# [What this task involves]
In the material below, print every line exactly and omit the pictures.

# [Information shown]
%%

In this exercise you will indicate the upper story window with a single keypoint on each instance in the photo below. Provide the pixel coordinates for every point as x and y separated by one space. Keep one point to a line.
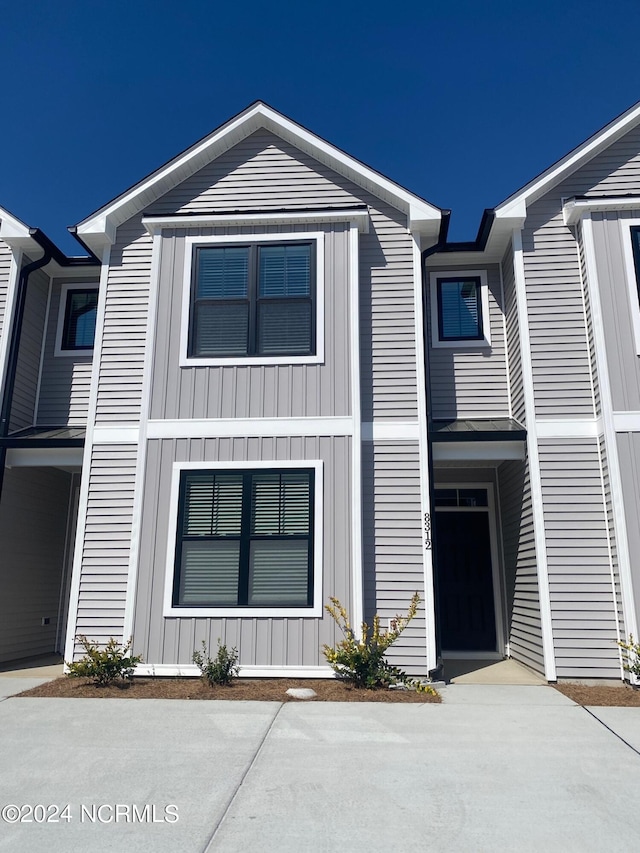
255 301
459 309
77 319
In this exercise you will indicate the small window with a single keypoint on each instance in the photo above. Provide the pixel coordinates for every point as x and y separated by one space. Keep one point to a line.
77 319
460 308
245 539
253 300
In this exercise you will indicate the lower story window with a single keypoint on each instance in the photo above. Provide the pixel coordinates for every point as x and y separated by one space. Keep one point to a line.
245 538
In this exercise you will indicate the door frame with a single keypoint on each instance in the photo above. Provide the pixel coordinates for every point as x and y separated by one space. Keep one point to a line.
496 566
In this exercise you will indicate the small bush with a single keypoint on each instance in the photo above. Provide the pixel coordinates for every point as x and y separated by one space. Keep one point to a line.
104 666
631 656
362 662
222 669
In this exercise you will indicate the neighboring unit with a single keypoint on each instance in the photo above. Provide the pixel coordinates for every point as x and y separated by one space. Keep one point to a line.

%%

# [Output for this task]
In this exercise you will indicate the upper story window with a single keypoint on each instance in the photo below. Provide the pixel coordinates for every point as x and y separated by one space. Keep one point to a line.
255 301
459 309
77 319
In this exercise you will indicate the small window with a single keypoint on each instance in the photo above. Provide the pixel coordinates for every point as x and y separated by one space. Keep one point to a line.
77 319
460 308
245 539
253 300
In this exercise you will indicate the lower story window with a single keypoint on each instance in the photo above. Provide the pixel coordinates for every point as x and y separated by one space. Keep one point to a line.
245 538
In this exercise you will indicate the door frame with a single keypoint on each instance in the photo above. Provide the pixel coordinates for every point as x and y separated by one space. Keep one point to a line.
496 566
In this exercise you will indicate the small bush with a single keypoint on each instance in the photo above. Provide the pixel coordinates for every point as x and y separated by one space. Keep one point to a line.
104 666
631 656
362 662
222 669
In this exercise you will indicate the neighboring unit with a single keypoint on each instance in the photo above. Provide the pixel coordinates for every point as x and y separated by one space. Keep one point to a line.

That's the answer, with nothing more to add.